[Saved entries]
::::::::

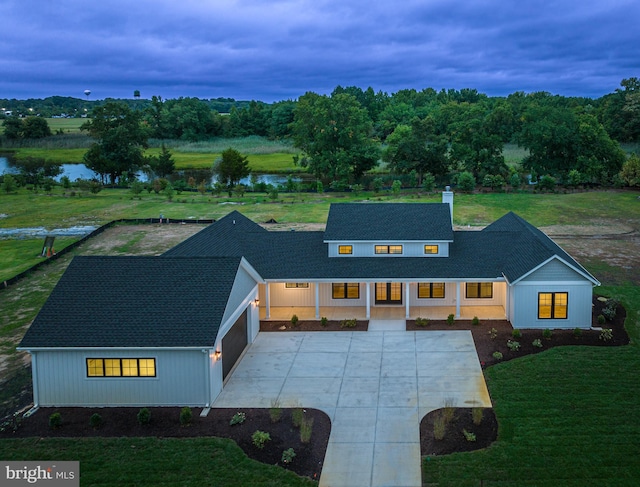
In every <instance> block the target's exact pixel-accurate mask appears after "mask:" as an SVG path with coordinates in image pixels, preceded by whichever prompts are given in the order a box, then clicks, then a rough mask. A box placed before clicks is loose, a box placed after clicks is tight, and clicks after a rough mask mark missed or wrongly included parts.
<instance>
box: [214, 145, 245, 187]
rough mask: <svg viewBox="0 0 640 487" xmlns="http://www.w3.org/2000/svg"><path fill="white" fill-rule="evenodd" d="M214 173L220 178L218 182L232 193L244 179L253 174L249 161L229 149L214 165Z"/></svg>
mask: <svg viewBox="0 0 640 487" xmlns="http://www.w3.org/2000/svg"><path fill="white" fill-rule="evenodd" d="M213 172H214V174H215V175H216V176H217V177H218V181H219V182H220V183H222V184H224V185H225V186H226V187H227V189H228V190H229V191H231V190H232V189H233V187H234V186H235V185H236V184H238V183H239V182H240V180H241V179H242V178H246V177H247V176H249V174H251V168H250V167H249V159H248V158H247V157H246V156H243V155H242V154H240V152H238V151H237V150H235V149H232V148H231V147H229V148H228V149H226V150H224V151H222V155H221V157H220V158H219V159H218V160H216V162H215V163H214V166H213Z"/></svg>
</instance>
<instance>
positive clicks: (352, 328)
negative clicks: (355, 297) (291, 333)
mask: <svg viewBox="0 0 640 487" xmlns="http://www.w3.org/2000/svg"><path fill="white" fill-rule="evenodd" d="M368 329H369V320H356V326H355V327H353V326H352V327H348V326H343V322H342V321H337V320H329V321H327V322H326V325H323V324H322V323H321V322H320V321H319V320H309V321H306V320H305V321H302V320H301V321H298V322H297V323H296V324H295V325H293V324H292V323H291V321H260V331H367V330H368Z"/></svg>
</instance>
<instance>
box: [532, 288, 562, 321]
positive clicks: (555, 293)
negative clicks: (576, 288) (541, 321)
mask: <svg viewBox="0 0 640 487" xmlns="http://www.w3.org/2000/svg"><path fill="white" fill-rule="evenodd" d="M568 308H569V293H538V319H541V320H566V319H567V315H568Z"/></svg>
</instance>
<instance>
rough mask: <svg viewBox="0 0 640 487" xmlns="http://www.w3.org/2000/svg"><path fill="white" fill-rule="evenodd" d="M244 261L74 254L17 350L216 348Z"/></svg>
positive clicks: (210, 259) (204, 258)
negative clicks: (221, 326) (240, 261)
mask: <svg viewBox="0 0 640 487" xmlns="http://www.w3.org/2000/svg"><path fill="white" fill-rule="evenodd" d="M240 260H241V259H240V258H236V257H231V258H189V259H183V258H159V257H75V258H74V259H73V260H72V261H71V263H70V264H69V267H68V268H67V270H66V271H65V273H64V275H63V276H62V278H61V279H60V281H59V282H58V284H57V285H56V287H55V288H54V290H53V292H52V293H51V296H50V297H49V299H48V300H47V302H46V303H45V304H44V306H43V307H42V309H41V310H40V313H38V316H36V319H35V320H34V322H33V324H32V325H31V327H30V328H29V329H28V330H27V333H26V334H25V336H24V338H23V339H22V342H21V343H20V347H21V348H27V349H28V348H41V347H42V348H51V347H53V348H55V347H205V346H213V345H214V344H215V340H216V336H217V333H218V329H219V327H220V325H221V321H222V317H223V315H224V311H225V307H226V303H227V300H228V298H229V294H230V292H231V288H232V287H233V283H234V280H235V277H236V274H237V271H238V267H239V265H240Z"/></svg>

::::::::

Set out every line of the listing above as a numbered list, skipping any blank lines and leaving out the pictures.

### WRITTEN REPLY:
1. In every <instance> block the target's exact pixel-accurate mask appears after "mask:" as an SVG path with coordinates in image pixels, preceded by whichever prompts are given in the order a box, then clicks, then a rough mask. A box placed before clicks is loose, a box placed after clicks is tight, and clicks after a rough mask mark missed or wrongly included parts.
2. <instance>
3. box: [214, 145, 245, 187]
4. rough mask: <svg viewBox="0 0 640 487" xmlns="http://www.w3.org/2000/svg"><path fill="white" fill-rule="evenodd" d="M214 173L220 178L218 182L232 193L244 179L253 174L249 161L229 149L214 165Z"/></svg>
5. mask: <svg viewBox="0 0 640 487" xmlns="http://www.w3.org/2000/svg"><path fill="white" fill-rule="evenodd" d="M213 172H214V174H215V175H216V176H217V177H218V181H219V182H220V183H222V184H224V185H225V186H226V187H227V189H228V190H229V191H231V190H232V189H233V187H234V186H235V185H236V184H238V183H239V182H240V180H241V179H242V178H246V177H247V176H249V174H251V168H250V167H249V159H248V158H247V157H246V156H243V155H242V154H240V152H238V151H237V150H235V149H232V148H231V147H229V148H228V149H226V150H224V151H222V155H221V157H220V158H219V159H218V160H216V162H215V163H214V166H213Z"/></svg>
6. </instance>
7. <instance>
8. positive clicks: (352, 328)
9. negative clicks: (355, 297) (291, 333)
10. mask: <svg viewBox="0 0 640 487" xmlns="http://www.w3.org/2000/svg"><path fill="white" fill-rule="evenodd" d="M368 329H369V320H356V326H355V327H353V326H352V327H348V326H343V322H342V321H337V320H329V321H327V322H326V325H323V324H322V323H321V322H320V321H319V320H309V321H306V320H305V321H302V320H301V321H298V322H297V323H296V324H295V325H293V324H292V323H291V321H260V331H367V330H368Z"/></svg>
11. </instance>
12. <instance>
13. box: [532, 288, 562, 321]
14. positive clicks: (555, 293)
15. negative clicks: (576, 288) (541, 321)
16. mask: <svg viewBox="0 0 640 487" xmlns="http://www.w3.org/2000/svg"><path fill="white" fill-rule="evenodd" d="M568 308H569V293H538V319H541V320H566V319H567V315H568Z"/></svg>
17. </instance>
18. <instance>
19. rough mask: <svg viewBox="0 0 640 487" xmlns="http://www.w3.org/2000/svg"><path fill="white" fill-rule="evenodd" d="M244 261L74 254L17 350L216 348Z"/></svg>
20. positive clicks: (210, 259) (204, 258)
21. negative clicks: (221, 326) (240, 261)
22. mask: <svg viewBox="0 0 640 487" xmlns="http://www.w3.org/2000/svg"><path fill="white" fill-rule="evenodd" d="M240 260H241V259H240V258H236V257H231V258H189V259H183V258H159V257H75V258H74V259H73V260H72V261H71V263H70V264H69V267H68V268H67V270H66V271H65V273H64V275H63V276H62V278H61V279H60V281H59V282H58V284H57V285H56V287H55V288H54V290H53V292H52V293H51V296H50V297H49V299H48V300H47V302H46V303H45V304H44V306H43V307H42V309H41V310H40V313H38V316H36V319H35V320H34V322H33V324H32V325H31V327H30V328H29V329H28V330H27V333H26V334H25V336H24V338H23V339H22V342H21V343H20V347H21V348H27V349H28V348H41V347H42V348H51V347H53V348H55V347H205V346H213V345H214V344H215V340H216V336H217V333H218V329H219V327H220V325H221V321H222V317H223V315H224V311H225V307H226V303H227V300H228V298H229V294H230V292H231V288H232V287H233V283H234V280H235V277H236V274H237V271H238V267H239V265H240Z"/></svg>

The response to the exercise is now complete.